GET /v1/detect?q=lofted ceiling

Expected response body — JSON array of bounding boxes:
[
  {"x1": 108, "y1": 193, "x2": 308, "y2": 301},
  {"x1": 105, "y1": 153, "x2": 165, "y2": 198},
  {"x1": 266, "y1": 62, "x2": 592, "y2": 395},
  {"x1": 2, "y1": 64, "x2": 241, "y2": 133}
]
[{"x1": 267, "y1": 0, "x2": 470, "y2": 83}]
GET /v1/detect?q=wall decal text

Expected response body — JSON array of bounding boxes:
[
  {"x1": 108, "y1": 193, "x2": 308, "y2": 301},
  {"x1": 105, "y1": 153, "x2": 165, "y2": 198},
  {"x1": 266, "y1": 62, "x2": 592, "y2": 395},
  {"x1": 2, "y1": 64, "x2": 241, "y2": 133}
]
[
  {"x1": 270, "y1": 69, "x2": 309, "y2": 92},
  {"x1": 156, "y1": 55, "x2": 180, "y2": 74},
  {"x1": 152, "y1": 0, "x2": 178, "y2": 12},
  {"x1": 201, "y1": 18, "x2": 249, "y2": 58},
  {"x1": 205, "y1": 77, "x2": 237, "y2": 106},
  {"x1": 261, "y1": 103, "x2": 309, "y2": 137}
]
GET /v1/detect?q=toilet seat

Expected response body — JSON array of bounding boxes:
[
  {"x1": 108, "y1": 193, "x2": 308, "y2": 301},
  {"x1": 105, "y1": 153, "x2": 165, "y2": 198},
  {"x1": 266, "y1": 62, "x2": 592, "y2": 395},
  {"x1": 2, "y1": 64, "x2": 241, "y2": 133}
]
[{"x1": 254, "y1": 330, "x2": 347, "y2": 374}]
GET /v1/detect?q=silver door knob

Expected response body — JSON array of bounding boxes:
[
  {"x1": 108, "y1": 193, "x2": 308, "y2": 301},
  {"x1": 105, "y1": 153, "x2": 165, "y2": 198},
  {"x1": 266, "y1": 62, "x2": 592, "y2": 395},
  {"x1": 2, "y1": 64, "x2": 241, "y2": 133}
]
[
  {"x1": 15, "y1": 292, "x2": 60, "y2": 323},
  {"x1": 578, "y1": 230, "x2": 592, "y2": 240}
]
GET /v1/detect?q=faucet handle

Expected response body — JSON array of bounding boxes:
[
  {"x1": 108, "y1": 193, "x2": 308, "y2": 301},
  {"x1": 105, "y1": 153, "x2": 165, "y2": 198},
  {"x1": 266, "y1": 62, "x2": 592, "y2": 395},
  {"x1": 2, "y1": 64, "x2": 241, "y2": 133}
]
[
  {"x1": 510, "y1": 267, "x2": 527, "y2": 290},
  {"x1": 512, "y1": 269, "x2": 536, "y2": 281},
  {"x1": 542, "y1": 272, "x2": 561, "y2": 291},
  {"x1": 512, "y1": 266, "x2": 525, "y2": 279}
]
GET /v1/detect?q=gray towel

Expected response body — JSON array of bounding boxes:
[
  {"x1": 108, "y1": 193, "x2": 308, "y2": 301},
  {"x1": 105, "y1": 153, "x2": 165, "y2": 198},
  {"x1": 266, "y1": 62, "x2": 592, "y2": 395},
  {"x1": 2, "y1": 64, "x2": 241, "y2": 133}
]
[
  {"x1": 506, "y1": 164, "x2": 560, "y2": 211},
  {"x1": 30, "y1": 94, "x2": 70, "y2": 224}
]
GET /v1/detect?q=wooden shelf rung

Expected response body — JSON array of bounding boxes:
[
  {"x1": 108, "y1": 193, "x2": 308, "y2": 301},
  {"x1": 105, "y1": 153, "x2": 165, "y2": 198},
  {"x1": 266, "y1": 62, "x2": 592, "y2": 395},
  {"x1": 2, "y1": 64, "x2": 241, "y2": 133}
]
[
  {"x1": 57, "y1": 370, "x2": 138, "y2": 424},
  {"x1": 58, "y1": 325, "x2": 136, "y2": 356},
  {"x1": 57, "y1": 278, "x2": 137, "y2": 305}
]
....
**Directions for this task**. Exact reproduction of the whole material is the required answer.

**Expected answer**.
GET /v1/detect?q=lofted ceiling

Expected response body — JSON array of bounding boxes:
[
  {"x1": 108, "y1": 193, "x2": 308, "y2": 301},
  {"x1": 105, "y1": 153, "x2": 165, "y2": 198},
  {"x1": 266, "y1": 62, "x2": 592, "y2": 395},
  {"x1": 2, "y1": 64, "x2": 241, "y2": 133}
]
[{"x1": 267, "y1": 0, "x2": 470, "y2": 83}]
GET /v1/detect?q=wall decal text

Expected response body — JSON array of bounding boxes:
[
  {"x1": 108, "y1": 193, "x2": 308, "y2": 301},
  {"x1": 105, "y1": 153, "x2": 165, "y2": 198},
  {"x1": 266, "y1": 62, "x2": 592, "y2": 395},
  {"x1": 2, "y1": 64, "x2": 241, "y2": 133}
]
[
  {"x1": 270, "y1": 69, "x2": 309, "y2": 92},
  {"x1": 156, "y1": 55, "x2": 180, "y2": 74},
  {"x1": 152, "y1": 0, "x2": 178, "y2": 12},
  {"x1": 201, "y1": 18, "x2": 249, "y2": 58},
  {"x1": 205, "y1": 77, "x2": 237, "y2": 106},
  {"x1": 261, "y1": 103, "x2": 309, "y2": 137}
]
GET /v1/detect?q=toilet seat

Expected response body — JSON array of bounding boxes:
[
  {"x1": 108, "y1": 193, "x2": 308, "y2": 301},
  {"x1": 105, "y1": 153, "x2": 165, "y2": 198},
  {"x1": 266, "y1": 62, "x2": 592, "y2": 395},
  {"x1": 2, "y1": 64, "x2": 241, "y2": 133}
]
[{"x1": 254, "y1": 330, "x2": 347, "y2": 374}]
GET /v1/detect?q=silver door knob

Expected response body — JSON array of bounding boxes:
[
  {"x1": 108, "y1": 193, "x2": 308, "y2": 301},
  {"x1": 105, "y1": 153, "x2": 165, "y2": 198},
  {"x1": 266, "y1": 62, "x2": 592, "y2": 395},
  {"x1": 2, "y1": 64, "x2": 241, "y2": 133}
]
[
  {"x1": 15, "y1": 292, "x2": 60, "y2": 323},
  {"x1": 578, "y1": 230, "x2": 592, "y2": 240}
]
GET /v1/detect?q=faucet handle

Expected response body — JSON array of bounding boxes:
[
  {"x1": 108, "y1": 193, "x2": 308, "y2": 301},
  {"x1": 105, "y1": 153, "x2": 165, "y2": 198},
  {"x1": 266, "y1": 62, "x2": 592, "y2": 395},
  {"x1": 2, "y1": 64, "x2": 241, "y2": 133}
]
[
  {"x1": 510, "y1": 267, "x2": 527, "y2": 290},
  {"x1": 512, "y1": 269, "x2": 536, "y2": 281},
  {"x1": 542, "y1": 272, "x2": 561, "y2": 291},
  {"x1": 512, "y1": 266, "x2": 525, "y2": 279}
]
GET /v1/detect?q=gray towel

Expected response body — JSON array of bounding boxes:
[
  {"x1": 108, "y1": 193, "x2": 308, "y2": 301},
  {"x1": 105, "y1": 153, "x2": 165, "y2": 198},
  {"x1": 266, "y1": 62, "x2": 592, "y2": 395},
  {"x1": 2, "y1": 64, "x2": 241, "y2": 133}
]
[
  {"x1": 506, "y1": 164, "x2": 560, "y2": 211},
  {"x1": 30, "y1": 94, "x2": 70, "y2": 224}
]
GET /v1/detect?q=wooden shelf rung

Expected response body — JSON array of bounding boxes:
[
  {"x1": 108, "y1": 193, "x2": 308, "y2": 301},
  {"x1": 105, "y1": 153, "x2": 165, "y2": 198},
  {"x1": 266, "y1": 62, "x2": 592, "y2": 395},
  {"x1": 2, "y1": 64, "x2": 241, "y2": 133}
]
[
  {"x1": 57, "y1": 370, "x2": 138, "y2": 424},
  {"x1": 58, "y1": 325, "x2": 136, "y2": 356},
  {"x1": 57, "y1": 278, "x2": 137, "y2": 305}
]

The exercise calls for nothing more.